TEXTO DE ESTUDIO:
En una democracia plena, como la española, la ética en el ejercicio de lo público no debería ser una opción, sino un pilar innegociable. Ocupamos muchas horas debatiendo sobre leyes, competencias, programas o presupuestos, y, sin embargo, parece que hemos olvidado lo esencial: la dignidad del cargo público. Dimitir, cuando corresponde, no es un acto de debilidad, sino de salud democrática. Es, de hecho, una señal de respeto hacia las instituciones, hacia los ciudadanos y hacia uno mismo.
No se trata de una cuestión legal únicamente. El problema, cada vez más presente, es la confusión interesada entre legalidad e integridad. Que algo no sea delito no lo convierte automáticamente en moral o aceptable. Las leyes, como es lógico en un sistema garantista, dejan huecos, resquicios, márgenes interpretables. Pero el comportamiento de un representante público no debería limitarse a moverse por las rendijas del reglamento: debe aspirar a ser ejemplar.
Cuando un político es investigado formalmente por la justicia o existen sospechas fundadas sobre su conducta, lo mínimo exigible es que ponga su cargo a disposición. En los casos más graves —como alcaldías o presidencias— una moción de censura no debería verse como una amenaza, sino como una herramienta legítima del sistema para preservar su higiene institucional.

DATOS DISPONIBLES:
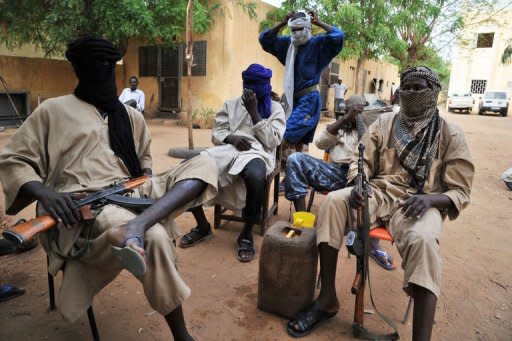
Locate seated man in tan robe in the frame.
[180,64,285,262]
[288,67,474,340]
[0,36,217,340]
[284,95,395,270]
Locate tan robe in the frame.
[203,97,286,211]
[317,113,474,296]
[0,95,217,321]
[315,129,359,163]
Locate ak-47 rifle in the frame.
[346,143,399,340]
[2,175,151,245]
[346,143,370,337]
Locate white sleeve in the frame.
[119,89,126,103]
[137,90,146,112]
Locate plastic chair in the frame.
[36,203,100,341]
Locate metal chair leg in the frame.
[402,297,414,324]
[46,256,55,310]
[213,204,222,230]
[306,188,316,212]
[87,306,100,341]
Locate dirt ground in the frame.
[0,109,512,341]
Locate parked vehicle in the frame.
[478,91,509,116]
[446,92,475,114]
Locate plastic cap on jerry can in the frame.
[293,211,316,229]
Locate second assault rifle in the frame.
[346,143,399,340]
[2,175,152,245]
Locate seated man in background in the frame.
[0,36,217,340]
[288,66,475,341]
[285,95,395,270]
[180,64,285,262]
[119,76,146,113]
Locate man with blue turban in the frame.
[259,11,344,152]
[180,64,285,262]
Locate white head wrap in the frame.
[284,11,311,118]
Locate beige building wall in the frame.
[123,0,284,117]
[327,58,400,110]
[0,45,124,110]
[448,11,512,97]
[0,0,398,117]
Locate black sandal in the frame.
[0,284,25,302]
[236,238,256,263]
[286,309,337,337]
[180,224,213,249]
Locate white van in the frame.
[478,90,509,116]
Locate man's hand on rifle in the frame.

CONSIGNAS DEL EJERCICIO:
a – Según el texto sobre la ética en el cargo público, ¿qué es dimitir cuando corresponde?
b – Continúa el texto sobre la ética en el cargo público a partir de donde termina.

RESPUESTAS DEL EJERCICIO:
a – No es un acto de debilidad, sino de salud democrática.

b –
Sin embargo, la realidad española de los últimos años muestra una deriva preocupante. Se ha pervertido el significado del servicio público. El aferramiento al poder, el desprecio por la ejemplaridad y la desconfianza generalizada hacia las instituciones están minando el corazón de nuestra democracia. La ciudadanía observa, con una mezcla de hartazgo y tristeza, cómo se tolera lo que debería ser intolerable. Quienes amamos la política, quienes creemos que puede y debe ser una herramienta noble de transformación social, nos sentimos dolidos por esta desafección creciente.
La revolución que necesitamos no es una insurrección violenta ni un clamor populista. Es una revolución ética, una toma de conciencia individual y colectiva. Empieza cada mañana, cuando cada ciudadano decide comportarse con honestidad, cuando cada servidor público entiende que está ahí para servir, no para servirse.
Dimitir cuando se debe no es claudicar. Es contribuir a reconstruir la confianza. Y eso, en estos tiempos, es profundamente revolucionario.